#### TEXT
On first glance no one would believe a cemetery lies in the underbrush next to Liedy Road in Westminster.

Weeds have grown out of control and rotten tree trunks are strewn about in disarray.

But people still visit the old Ellsworth Cemetery to pay their respects to their dead.

And the Rev. James E. Hinton pastor of the Union Memorial Baptist Church wants to restore the cemetery to make such trips more pleasant.

“When I first started preaching here, I was inquiring as to why the church didn’t have a cemetery in Westminster and people told me that there was one but it had been allowed to grow up with weeds,” Hinton said.

“Members from this church have relatives buried there and I wanted to know why it had been allowed to grow up that way.”

The cemetery, one of 10 county cemeteries exclusively for black residents, has not been used since 1981 when a man named Richard Leon Smith died at the age of 55 and was buried there, according to cemetery records at the Historical Society for Carroll County.

The cemetery’s upkeep once rested in the hands of the cemetery committee of the Union Street Methodist Church, but since the deaths of older members, no one has expressed interest in keeping up the property, Hinton said.

“I told members of my congregation that it was a shame to allow the cemetery to waste away like that. Why it was allowed to deteriorate into such wilderness is beyond me.”

With tombstones dating as far back as 1862, the cemetery also has historical value. Hinton said people like the Rev. John Baptist Snowden are buried there.

Historical Society records show that Snowden, who died on Sept. 8, 1884 at the age of 84, was a slave who earned his freedom when he was 29.

He was a man of royal descent. Snowden’s grandmother was an African princess stolen by slave traders and brought to America.

Today, Snowden’s grave is obscured by the heavy growth that covers the gravesites.

“I cant do it all by myself, but I am willing to use what facilities and resources we have to get this project, confronting us here in the black community, off the ground,” Hinton said.
########
#### RECORDED DATA
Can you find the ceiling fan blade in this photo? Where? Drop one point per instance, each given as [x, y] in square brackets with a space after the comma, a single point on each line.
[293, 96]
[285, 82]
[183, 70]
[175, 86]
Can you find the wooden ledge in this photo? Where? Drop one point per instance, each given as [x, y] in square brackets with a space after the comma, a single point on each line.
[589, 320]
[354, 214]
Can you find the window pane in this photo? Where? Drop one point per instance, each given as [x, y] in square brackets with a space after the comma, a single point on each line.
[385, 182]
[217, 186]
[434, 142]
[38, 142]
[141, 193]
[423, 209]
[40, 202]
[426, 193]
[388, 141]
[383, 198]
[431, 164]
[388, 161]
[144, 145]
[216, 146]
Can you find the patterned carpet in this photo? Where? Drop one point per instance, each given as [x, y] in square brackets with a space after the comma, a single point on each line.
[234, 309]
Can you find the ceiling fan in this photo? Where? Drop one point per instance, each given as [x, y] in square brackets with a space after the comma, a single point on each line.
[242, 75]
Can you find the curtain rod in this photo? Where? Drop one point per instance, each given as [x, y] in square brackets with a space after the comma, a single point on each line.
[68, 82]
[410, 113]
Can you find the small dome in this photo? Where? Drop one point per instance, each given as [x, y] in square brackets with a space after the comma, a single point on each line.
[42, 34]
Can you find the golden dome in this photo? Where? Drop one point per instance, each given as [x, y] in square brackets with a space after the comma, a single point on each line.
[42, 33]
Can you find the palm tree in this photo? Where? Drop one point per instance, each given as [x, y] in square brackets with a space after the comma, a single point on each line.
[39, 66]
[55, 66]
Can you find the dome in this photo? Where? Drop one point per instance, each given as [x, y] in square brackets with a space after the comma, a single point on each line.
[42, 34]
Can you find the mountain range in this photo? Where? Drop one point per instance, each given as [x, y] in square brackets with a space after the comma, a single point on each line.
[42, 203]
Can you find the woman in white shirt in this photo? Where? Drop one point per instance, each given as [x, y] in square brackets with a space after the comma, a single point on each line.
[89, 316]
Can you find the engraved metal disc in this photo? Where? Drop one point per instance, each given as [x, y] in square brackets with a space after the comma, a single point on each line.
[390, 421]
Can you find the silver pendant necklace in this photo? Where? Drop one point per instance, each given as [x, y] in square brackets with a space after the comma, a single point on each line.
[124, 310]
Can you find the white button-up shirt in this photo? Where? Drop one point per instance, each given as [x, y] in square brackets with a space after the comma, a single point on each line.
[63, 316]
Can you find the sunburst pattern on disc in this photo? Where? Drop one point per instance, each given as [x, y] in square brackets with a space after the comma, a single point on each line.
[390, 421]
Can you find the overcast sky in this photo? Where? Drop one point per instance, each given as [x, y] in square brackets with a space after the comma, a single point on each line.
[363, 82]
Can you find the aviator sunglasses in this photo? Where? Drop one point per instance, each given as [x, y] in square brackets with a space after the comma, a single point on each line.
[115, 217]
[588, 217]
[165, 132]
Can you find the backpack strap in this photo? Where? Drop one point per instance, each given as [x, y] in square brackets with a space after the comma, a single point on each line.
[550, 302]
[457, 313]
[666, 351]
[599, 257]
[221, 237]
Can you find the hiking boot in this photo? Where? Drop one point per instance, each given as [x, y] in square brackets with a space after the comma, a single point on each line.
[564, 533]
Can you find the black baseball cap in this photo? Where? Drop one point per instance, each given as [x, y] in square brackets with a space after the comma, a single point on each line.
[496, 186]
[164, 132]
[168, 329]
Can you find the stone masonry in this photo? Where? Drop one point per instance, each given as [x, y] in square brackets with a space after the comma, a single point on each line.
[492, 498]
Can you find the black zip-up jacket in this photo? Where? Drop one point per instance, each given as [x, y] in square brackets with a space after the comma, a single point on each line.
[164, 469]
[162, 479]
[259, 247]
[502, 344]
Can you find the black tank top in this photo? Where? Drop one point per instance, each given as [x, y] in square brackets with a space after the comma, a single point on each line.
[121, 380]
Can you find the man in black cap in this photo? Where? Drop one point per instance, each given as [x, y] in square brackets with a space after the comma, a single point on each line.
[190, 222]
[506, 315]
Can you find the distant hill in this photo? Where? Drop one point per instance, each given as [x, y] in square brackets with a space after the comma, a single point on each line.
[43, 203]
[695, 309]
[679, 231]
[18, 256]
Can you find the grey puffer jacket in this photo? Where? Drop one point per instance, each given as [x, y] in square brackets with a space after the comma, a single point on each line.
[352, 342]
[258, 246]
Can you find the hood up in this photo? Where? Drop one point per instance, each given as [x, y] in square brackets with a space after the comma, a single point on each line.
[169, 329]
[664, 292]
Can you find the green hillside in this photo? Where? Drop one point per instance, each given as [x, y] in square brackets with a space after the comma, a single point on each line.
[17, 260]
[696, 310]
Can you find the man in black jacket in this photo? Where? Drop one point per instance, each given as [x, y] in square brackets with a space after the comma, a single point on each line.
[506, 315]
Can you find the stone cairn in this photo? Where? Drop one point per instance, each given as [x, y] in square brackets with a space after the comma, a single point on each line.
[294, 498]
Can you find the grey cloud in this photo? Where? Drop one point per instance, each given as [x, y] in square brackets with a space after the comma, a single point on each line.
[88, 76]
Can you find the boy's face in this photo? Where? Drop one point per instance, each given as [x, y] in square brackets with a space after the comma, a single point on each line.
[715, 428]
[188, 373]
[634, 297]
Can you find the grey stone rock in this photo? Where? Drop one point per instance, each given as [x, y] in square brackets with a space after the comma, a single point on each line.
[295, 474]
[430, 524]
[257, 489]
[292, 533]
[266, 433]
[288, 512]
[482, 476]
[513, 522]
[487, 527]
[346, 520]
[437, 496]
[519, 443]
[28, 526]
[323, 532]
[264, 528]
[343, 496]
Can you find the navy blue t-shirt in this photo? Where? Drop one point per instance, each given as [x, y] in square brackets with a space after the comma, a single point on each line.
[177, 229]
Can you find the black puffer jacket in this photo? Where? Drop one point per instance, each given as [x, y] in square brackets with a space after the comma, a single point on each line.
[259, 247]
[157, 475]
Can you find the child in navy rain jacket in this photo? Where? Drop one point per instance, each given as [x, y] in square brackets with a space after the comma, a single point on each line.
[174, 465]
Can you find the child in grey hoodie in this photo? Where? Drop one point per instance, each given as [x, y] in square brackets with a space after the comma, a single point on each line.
########
TASK REQUIREMENTS:
**1.** According to the cemetery article, what year was the Ellsworth Cemetery last used for a burial?
**2.** Name every person identified by name in the cemetery article.
**3.** Please copy the cemetery article from "Weeds have grown" up to and including "trips more pleasant.".

ANSWERS TO THE EXERCISE:
**1.** 1981

**2.** James E. Hinton, Richard Leon Smith, John Baptist Snowden

**3.**
Weeds have grown out of control and rotten tree trunks are strewn about in disarray.

But people still visit the old Ellsworth Cemetery to pay their respects to their dead.

And the Rev. James E. Hinton pastor of the Union Memorial Baptist Church wants to restore the cemetery to make such trips more pleasant.